Forum Stats

  • 3,751,001 Users
  • 2,250,294 Discussions
  • 7,867,247 Comments

Discussions

Filtered hierarchical data - previous available ancestor?

paul zip
paul zip Member Posts: 26
edited Jul 10, 2013 2:23PM in SQL & PL/SQL

I'm trying to come up with a solution to a problem relating to hierarchical data and the concept of nearest available ancestor - my platform is 10gR2 and 11gR2.  I am given some hierarchical data (in its simplest form it is in form ID, NAME, PARENT_ID, where PARENT_ID links back to ID).

For example:

with qryData as (

  select 1 as ID, 'Bert' as NAME, to_number(null) as PARENT_ID from dual union

  select 2 as ID, 'Mark' ,   1 from dual union

  select 3 as ID, 'Brenda' , 1 from dual union

  select 4 as ID, 'Mike' ,   3 from dual union

  select 5 as ID, 'Steve' ,  4 from dual union

  select 6 as ID, 'John' ,   2 from dual union

  select 7 as ID, 'Jo' ,     6 from dual union

  select 8 as ID, 'Jim' ,    2 from dual union

  select 9 as ID, 'Jane' ,   7 from dual           

)

select q.*, sys_connect_by_path(ID, '/') ID_PATH

from qryData q

start with parent_id is null

connect by prior ID = PARENT_ID

/

        ID NAME    PARENT_ID ID_PATH

---------- ------ ---------- ----------------

         1 Bert              /1

         2 Mark            1 /1/2

         6 John            2 /1/2/6

         7 Jo              6 /1/2/6/7

         9 Jane            7 /1/2/6/7/9

         8 Jim             2 /1/2/8

         3 Brenda          1 /1/3

         4 Mike            3 /1/3/4

         5 Steve           4 /1/3/4/5

In reality this dataset can be several thousand rows with tens of nesting levels, multiple start nodes with no parent but most importantly often filtered, so certain arbitrary rows are missing.  When this happens I need to find the nearest available ancestor that appears in the list. "Nearest available ancestor" is closest ancestor relation in your family tree that still exists in the filtered list found starting from parent, then contuniing upwards to grandparent, great-grandparent .... nth great grandparent until one ancestor is found.


For example:

        ID NAME    PARENT_ID ID_PATH       AVAIL_ANCESTOR_ID

---------- ------ ---------- ------------- -----------------

         1 Bert              /1             

         6 John            2 /1/2/6        1

         8 Jim             2 /1/2/8        1

         9 Jane            7 /1/2/6/7/9    6

         3 Brenda          1 /1/3          1

         5 Steve           4 /1/3/4/5      3

For example.  Who is Steve's nearest available ancestor in the filtered list?

DATA EXTRACT
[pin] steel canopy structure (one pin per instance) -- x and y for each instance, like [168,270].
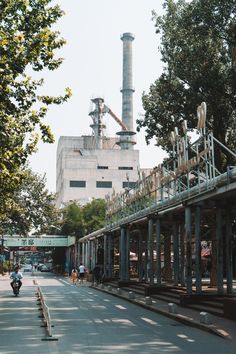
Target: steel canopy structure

PROBLEMS TO WORK ON
1 > Can you pull out everything from "In reality this" down to "ancestor is found." in the forum post on filtered hierarchical data?
2 > In the forum post on filtered hierarchical data, how would you restate the paragraph beginning "In reality this dataset" as a short list that keeps its main facts?
3 > Could you carry on the forum post on filtered hierarchical data from the point where it ends?
The material after the forum post on filtered hierarchical data is separate from the post itself.

THE RESULTS
1 >
In reality this dataset can be several thousand rows with tens of nesting levels, multiple start nodes with no parent but most importantly often filtered, so certain arbitrary rows are missing.  When this happens I need to find the nearest available ancestor that appears in the list. "Nearest available ancestor" is closest ancestor relation in your family tree that still exists in the filtered list found starting from parent, then contuniing upwards to grandparent, great-grandparent .... nth great grandparent until one ancestor is found.

2 >
- The real dataset can run to several thousand rows with tens of nesting levels.
- It can have multiple start nodes with no parent.
- Most importantly, it is often filtered, so arbitrary rows are missing.
- When rows are missing, the nearest available ancestor that appears in the list must be found.
- That ancestor is the closest relation still in the filtered list, searched from the parent upward through grandparent, great-grandparent and so on until one is found.

3 >
Steve's family tree is : /Bert/Brenda/Mike/Steve

Mike (ID = 4) isn't in the filtered list, so we move onto Brenda, who is.  Brenda, ID = 3, So ANCESTOR_ID = 3

I do have access to the original table, so can join the filtered list back to the full table, I can also ask for other columns (such as ROWID, ROWNUM, LEVEL, SYS_CONNECT_ROOT) to be included in the filtered set.  I've tried various approaches to achieve this, but all seem to be quite poor in performance (ID and PARENT_ID columns are indexed where appropriate) or don't quite give the correct result, such as...

1. Parsing the ID_PATH and treewalking based on that and joining back to the list...

  select distinct CUSTOMER_ID, regexp_substr( ID_PATH, '[^/]+', 1, level) as ANCESTOR_ID

  from qryData

  connect by regexp_substr( ID_PATH, '[^/]+', 1, level)  is not null

2. Anti-joining back to full list to identify missing items , then treewalking for those.

3. Writing a function which treewalks back.

It's quite a challenging problem, so can anyone think of a solution which performs well?  Ideally I'm trying to find a SQL based solution?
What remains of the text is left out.